Give every line of the items below as a JSON list of strings, one string per line, leaving out blank lines and the pictures.
╭──
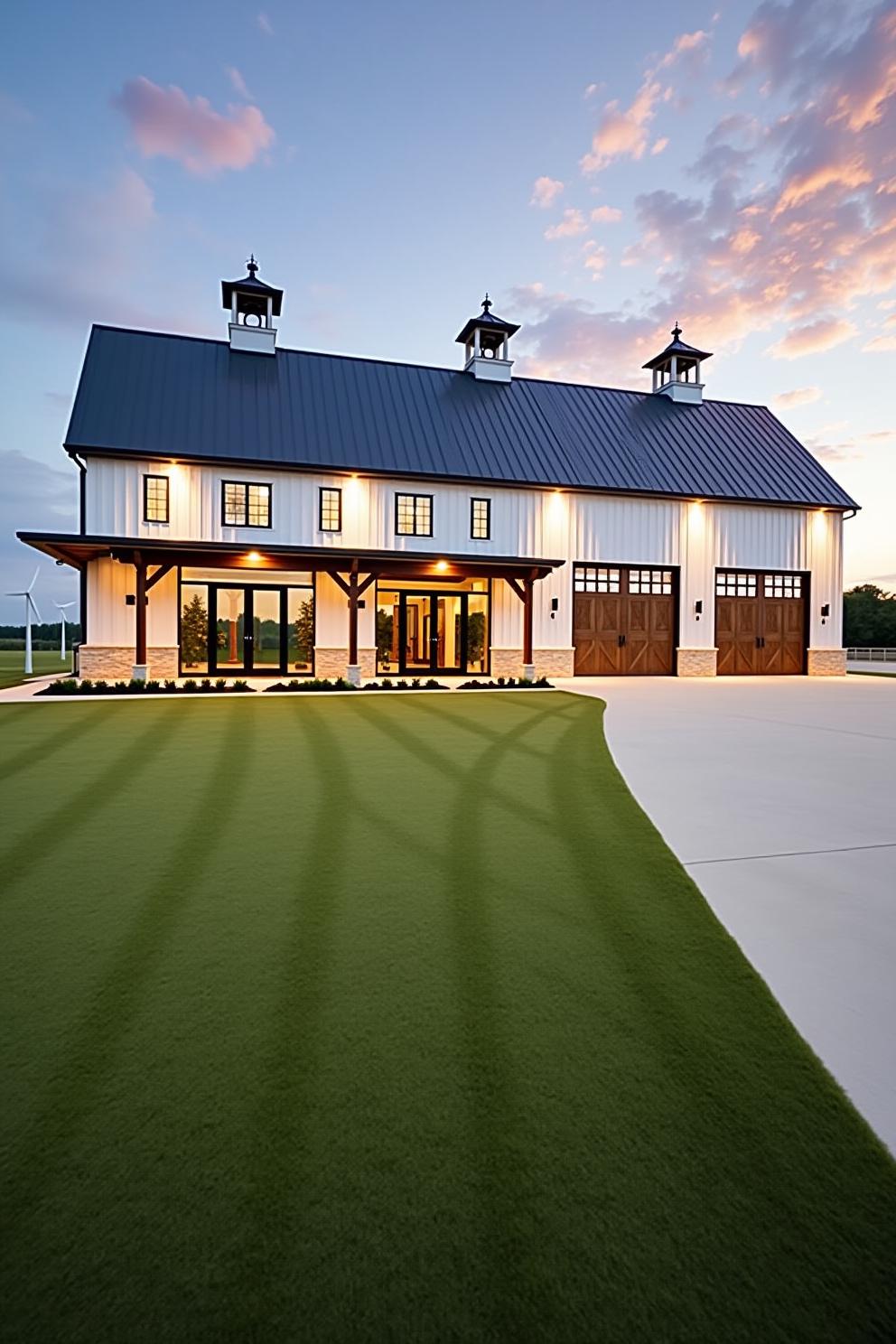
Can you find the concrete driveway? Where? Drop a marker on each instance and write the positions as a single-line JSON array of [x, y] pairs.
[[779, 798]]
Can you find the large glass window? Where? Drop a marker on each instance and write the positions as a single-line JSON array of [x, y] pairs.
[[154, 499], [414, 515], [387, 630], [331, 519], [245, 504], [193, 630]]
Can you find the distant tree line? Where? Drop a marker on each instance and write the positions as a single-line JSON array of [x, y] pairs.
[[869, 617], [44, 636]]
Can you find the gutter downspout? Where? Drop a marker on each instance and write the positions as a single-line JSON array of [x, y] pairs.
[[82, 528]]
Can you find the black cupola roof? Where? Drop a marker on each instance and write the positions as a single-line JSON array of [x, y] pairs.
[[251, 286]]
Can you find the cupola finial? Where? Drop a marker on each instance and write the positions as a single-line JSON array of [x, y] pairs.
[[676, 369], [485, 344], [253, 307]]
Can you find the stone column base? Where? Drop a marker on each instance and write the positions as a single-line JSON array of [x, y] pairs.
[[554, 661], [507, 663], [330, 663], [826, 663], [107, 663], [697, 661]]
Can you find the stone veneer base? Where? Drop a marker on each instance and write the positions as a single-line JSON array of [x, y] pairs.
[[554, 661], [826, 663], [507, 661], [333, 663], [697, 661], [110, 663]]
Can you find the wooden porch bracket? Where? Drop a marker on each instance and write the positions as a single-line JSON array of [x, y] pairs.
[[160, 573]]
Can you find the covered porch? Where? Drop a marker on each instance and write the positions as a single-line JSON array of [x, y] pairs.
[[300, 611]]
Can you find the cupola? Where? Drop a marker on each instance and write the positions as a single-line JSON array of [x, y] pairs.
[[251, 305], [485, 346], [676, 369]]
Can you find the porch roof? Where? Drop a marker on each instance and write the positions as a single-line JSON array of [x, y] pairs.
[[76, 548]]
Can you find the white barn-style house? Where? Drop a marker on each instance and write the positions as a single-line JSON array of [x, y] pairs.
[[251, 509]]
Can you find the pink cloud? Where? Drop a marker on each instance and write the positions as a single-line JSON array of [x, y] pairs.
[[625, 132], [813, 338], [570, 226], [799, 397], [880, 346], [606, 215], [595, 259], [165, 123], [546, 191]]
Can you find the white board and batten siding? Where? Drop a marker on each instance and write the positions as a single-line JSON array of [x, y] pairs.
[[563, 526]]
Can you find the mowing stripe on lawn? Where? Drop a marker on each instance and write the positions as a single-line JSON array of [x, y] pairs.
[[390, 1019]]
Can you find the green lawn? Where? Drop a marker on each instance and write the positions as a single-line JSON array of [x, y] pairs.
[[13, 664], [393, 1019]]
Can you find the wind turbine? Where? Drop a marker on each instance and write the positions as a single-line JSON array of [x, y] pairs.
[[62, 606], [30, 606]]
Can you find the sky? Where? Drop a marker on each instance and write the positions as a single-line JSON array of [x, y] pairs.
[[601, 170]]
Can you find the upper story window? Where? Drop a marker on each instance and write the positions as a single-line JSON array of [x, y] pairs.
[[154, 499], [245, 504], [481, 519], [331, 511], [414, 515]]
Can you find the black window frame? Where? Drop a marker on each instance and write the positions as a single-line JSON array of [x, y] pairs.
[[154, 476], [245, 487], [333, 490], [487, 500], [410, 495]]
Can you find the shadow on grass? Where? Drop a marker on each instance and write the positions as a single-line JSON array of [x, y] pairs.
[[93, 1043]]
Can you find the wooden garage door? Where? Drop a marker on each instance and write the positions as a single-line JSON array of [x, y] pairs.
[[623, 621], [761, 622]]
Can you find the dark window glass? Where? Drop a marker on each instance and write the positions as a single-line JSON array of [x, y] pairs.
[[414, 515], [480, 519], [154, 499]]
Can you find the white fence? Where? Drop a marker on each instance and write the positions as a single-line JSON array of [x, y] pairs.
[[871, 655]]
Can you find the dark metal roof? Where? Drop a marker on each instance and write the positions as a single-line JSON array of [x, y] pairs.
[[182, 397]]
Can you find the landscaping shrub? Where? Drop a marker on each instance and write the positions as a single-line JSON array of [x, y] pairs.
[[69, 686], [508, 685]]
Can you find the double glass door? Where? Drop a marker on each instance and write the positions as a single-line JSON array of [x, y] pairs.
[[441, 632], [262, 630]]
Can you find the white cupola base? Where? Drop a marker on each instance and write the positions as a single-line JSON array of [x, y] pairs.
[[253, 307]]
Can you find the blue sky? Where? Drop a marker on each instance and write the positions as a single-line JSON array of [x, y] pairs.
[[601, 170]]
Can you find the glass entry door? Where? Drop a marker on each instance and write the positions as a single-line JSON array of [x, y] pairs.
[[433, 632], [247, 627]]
╰──
* The reply
[
  "Can you find the concrete driveway? Where? Drop a marker on each instance and write the positions as a single-line JSON array of [x, y] pairs.",
  "[[779, 798]]",
  "Can you find the large glass window? Where? Drop a marker on each instance and write the positions as a single-line JSON array of [x, y] pairs.",
  "[[154, 499], [414, 515], [387, 630], [331, 519], [245, 504], [193, 630]]",
  "Can you find the distant tree line? Where? Drop a marker on each instance and write the positions as a single-line JSON array of [x, y] pairs.",
  "[[869, 617], [44, 636]]",
  "Can you find the gutter downspout? Where? Drop a marker on each instance and write the positions as a single-line JSON array of [x, y] pairs.",
  "[[82, 528]]",
  "Can you find the black cupola roof? Where? Drop a marker on each instance and write the positions as a single-line JSON array of [x, y] pairs.",
  "[[251, 286]]",
  "Can you find the cupola finial? Where? Drop a marker on each instance and write the positions as a single-line JSON array of [x, y] pairs.",
  "[[676, 369], [485, 344], [253, 307]]",
  "Can you find the stone column base? Where? Drop a marker on each instance and write the positions as a single-line JSON array of [x, y] pairs.",
  "[[554, 661], [507, 663], [330, 663], [826, 663], [107, 663], [697, 661]]",
  "Can you find the stone veneer base? Where? Drop a marker on each instance and write the positions as a single-line JSON array of [x, y] pairs.",
  "[[554, 661], [826, 663], [507, 661], [333, 663], [697, 661], [110, 663]]",
  "Can you find the wooden porch bracket? Where? Drop a marker on each instance and write the positions as a single-line JSON array of [x, y] pairs.",
  "[[160, 573]]",
  "Can you find the covered porch? Where? Drop a marker on each instance and write the positions as a single-line JSON array of [x, y] pairs.",
  "[[300, 611]]",
  "Can you find the cupola? Where? Drop a marker on each instance and write the positions as a single-line JSON array of [x, y] pairs.",
  "[[251, 305], [485, 346], [676, 369]]",
  "Can you find the porch roof? Where? Drop a marker on each instance and write the positions as a single-line JSON array of [x, y] pairs.",
  "[[76, 548]]",
  "Can you find the white barn-style house? Where? Drop a marker on each instance and write the positions as a single-line JSON array of [x, y] pairs.",
  "[[251, 509]]",
  "Can you find the pink cloud? Where? Drop a marker on each instance and write the positions as a single-line JSON array of [x, y] pairs.",
  "[[625, 132], [813, 338], [570, 226], [799, 397], [880, 346], [606, 215], [595, 259], [165, 123], [546, 191]]",
  "Can you find the white board and batten siding? Where? Drop a marker on each instance and write the positions as a single-line JSON array of [x, y] pairs.",
  "[[563, 526]]",
  "Can you find the mowing stripe on lawn? Where? Drop a marker on each instance and write the positions as a single-line JSON array of [x, y] pairs.",
  "[[390, 1019]]",
  "Can you find the green lawn? Where? Drop a marker on each instance and write the positions as a single-line JSON array of [x, y] pairs.",
  "[[13, 664], [393, 1019]]",
  "Can you find the wind turbine? Where? Drop a marker on each instance and write the positions as a single-line JSON array of [x, y] pairs.",
  "[[62, 606], [30, 606]]",
  "Can you find the sky? Where? Drop a marker on each instance and write the positions as a single-line JSON array of [x, y] pairs.",
  "[[601, 170]]",
  "Can you find the upper story window? Where? Drop a marker on each instance and write the positions as a single-line JSON array of [x, y] pairs.",
  "[[154, 499], [245, 504], [481, 519], [331, 511], [414, 515]]",
  "Can you find the black window frame? Where? Drop a marker on each instance and write the positions as a single-line JSON array of [x, y] pairs.",
  "[[154, 476], [245, 487], [333, 490], [487, 500], [410, 495]]",
  "Can you find the shadow on grass? Where? Drop a marker on each instance and write the positions as a single-line JSON array of [x, y] pairs.",
  "[[93, 1043]]",
  "Can you find the wooden garage door? Where? Drop a marker on each instance and write the positions as a single-line JSON array of [x, y] pairs.",
  "[[623, 621], [761, 622]]",
  "Can you find the dark window glass? Where? Drop a marker on each instance and write the positions as a single-line JSON array of [x, y] pairs.",
  "[[414, 515], [480, 519], [154, 499]]",
  "Can you find the white fence? Where? Drop a marker on each instance and write the positions as a single-line JSON array of [x, y] pairs.",
  "[[871, 655]]",
  "Can you find the dark metal roof? Where? Drop a marker on each instance and write the positions as a single-line JSON array of [x, y] pairs.",
  "[[182, 397]]",
  "Can you find the landscaping shrub? Where? Drop a marker on each instance and write the positions as a single-line JSON array of [x, y] pairs.",
  "[[69, 686], [508, 685]]",
  "Can you find the double glass door? Where? Drop a marker on each instance and write the positions as a single-line JSON array of [x, y] pairs.",
  "[[441, 632], [262, 630]]",
  "Can you find the white cupola base? Where? Drop a marker on each instance and write the positions as a single-line JSON array of [x, y] pairs.",
  "[[253, 307]]",
  "Can you find the blue sky? Where? Drop a marker on each instance and write the positions as a single-line JSON array of [x, y] pairs.",
  "[[601, 170]]",
  "Can you find the glass entry door? Where? Drop a marker on each instance and write the positions as a single-line JSON array of [x, y] pairs.",
  "[[433, 632], [247, 627]]"
]